* **SELECTED EXTRACT**:

The only other Internet radio tuner that I was familiar with before reviewing the NC-500 was the one that is built into Apple’s iTunes. The iTunes software and interface is a little slicker, as most Apple applications tend to be. However, I didn’t have any problem navigating with Net-Tunes™ and the front panel of the NC-500. It’s not the biggest selling point, but having Internet radio at your fingertips makes for yet another option that adds to the available source material in your home theater.

AM/FM Tuner
Although the NC-500 puts all of the songs on your computer network easily at your disposal, there are surely times when you’d rather just tune in your favorite AM or FM radio station. It is easy to forget than the NC-500 is essentially a small receiver with a few specialized tricks. From my townhouse on the backside of a hill facing away from where most radio signals are broadcast to the Los Angeles basin, I tend to not get the best reception from terrestrial radio stations. With the NC-500 connected near my main home theater system in the bottom floor of my home, there was a small amount of static on a few of the radio stations that I listen to. However, with the supplied AM and FM antennas, the NC-500 was able to pull in stations slightly better than my Kenwood VR-5700.

Upstairs, the reception was much stronger, especially in the AM stations. I was easily able to pull in some basketball games from the local AM sports station that I had trouble with downstairs. The radio tuner controls are fairly straightforward and you are able to choose up to 40 AM and FM presets.

* **ROWS**:

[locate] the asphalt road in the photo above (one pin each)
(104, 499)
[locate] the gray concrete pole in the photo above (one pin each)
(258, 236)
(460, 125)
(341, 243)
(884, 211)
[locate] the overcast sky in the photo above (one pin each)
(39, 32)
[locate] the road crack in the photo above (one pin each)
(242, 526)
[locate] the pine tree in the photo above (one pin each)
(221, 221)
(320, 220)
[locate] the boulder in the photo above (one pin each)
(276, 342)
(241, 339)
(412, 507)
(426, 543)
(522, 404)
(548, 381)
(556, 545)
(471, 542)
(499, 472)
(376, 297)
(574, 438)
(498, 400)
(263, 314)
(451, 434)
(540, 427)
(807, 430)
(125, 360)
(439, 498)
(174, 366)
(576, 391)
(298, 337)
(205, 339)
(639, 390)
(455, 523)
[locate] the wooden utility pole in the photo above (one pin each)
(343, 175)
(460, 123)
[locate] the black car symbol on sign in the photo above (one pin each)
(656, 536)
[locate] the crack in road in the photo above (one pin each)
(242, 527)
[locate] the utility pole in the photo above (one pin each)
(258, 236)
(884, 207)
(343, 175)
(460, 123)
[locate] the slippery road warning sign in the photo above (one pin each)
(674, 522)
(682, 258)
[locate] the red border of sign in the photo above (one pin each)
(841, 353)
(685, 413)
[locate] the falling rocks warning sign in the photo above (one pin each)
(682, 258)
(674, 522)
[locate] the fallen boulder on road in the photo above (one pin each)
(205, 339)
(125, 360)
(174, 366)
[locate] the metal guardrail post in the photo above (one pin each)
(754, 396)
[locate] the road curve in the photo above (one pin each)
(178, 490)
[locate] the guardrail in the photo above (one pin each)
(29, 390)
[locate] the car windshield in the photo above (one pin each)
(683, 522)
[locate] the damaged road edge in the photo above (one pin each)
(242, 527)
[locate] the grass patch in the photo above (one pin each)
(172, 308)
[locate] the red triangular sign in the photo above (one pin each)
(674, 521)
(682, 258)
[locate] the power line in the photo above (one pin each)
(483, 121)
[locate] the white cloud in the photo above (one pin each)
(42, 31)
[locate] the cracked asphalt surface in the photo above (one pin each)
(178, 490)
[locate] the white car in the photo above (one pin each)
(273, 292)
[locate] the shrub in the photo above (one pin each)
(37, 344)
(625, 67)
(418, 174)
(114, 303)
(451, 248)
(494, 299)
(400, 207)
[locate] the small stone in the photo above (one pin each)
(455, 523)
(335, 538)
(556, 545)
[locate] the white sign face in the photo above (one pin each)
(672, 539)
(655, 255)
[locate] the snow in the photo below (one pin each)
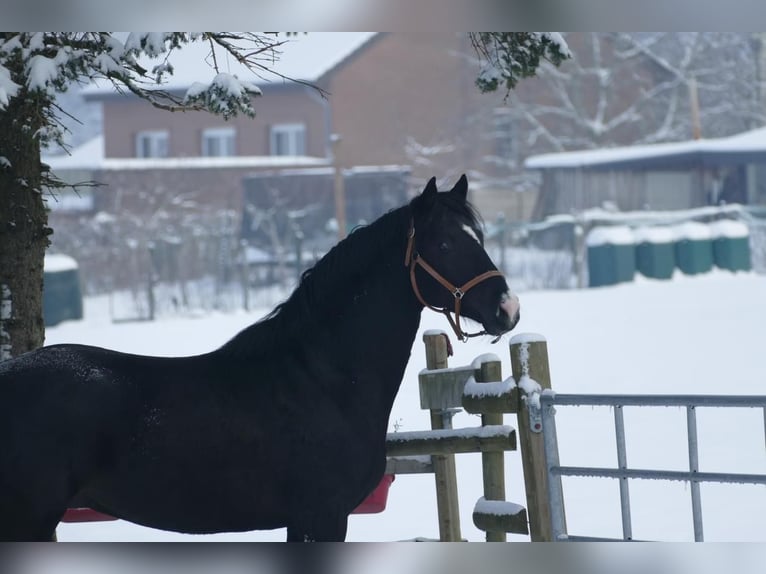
(485, 358)
(492, 389)
(728, 228)
(58, 262)
(750, 141)
(656, 235)
(497, 507)
(692, 230)
(617, 235)
(689, 335)
(303, 57)
(90, 156)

* **PARTS OF THE EXERCISE**:
1. Reproduce the stretch of the NC-500 review from "The only other" through "your home theater.", word for word.
2. Select and copy every line of the rows that contains the string "asphalt".

* **ANSWERS TO THE PROBLEMS**:
1.
The only other Internet radio tuner that I was familiar with before reviewing the NC-500 was the one that is built into Apple’s iTunes. The iTunes software and interface is a little slicker, as most Apple applications tend to be. However, I didn’t have any problem navigating with Net-Tunes™ and the front panel of the NC-500. It’s not the biggest selling point, but having Internet radio at your fingertips makes for yet another option that adds to the available source material in your home theater.

2.
[locate] the asphalt road in the photo above (one pin each)
[locate] the cracked asphalt surface in the photo above (one pin each)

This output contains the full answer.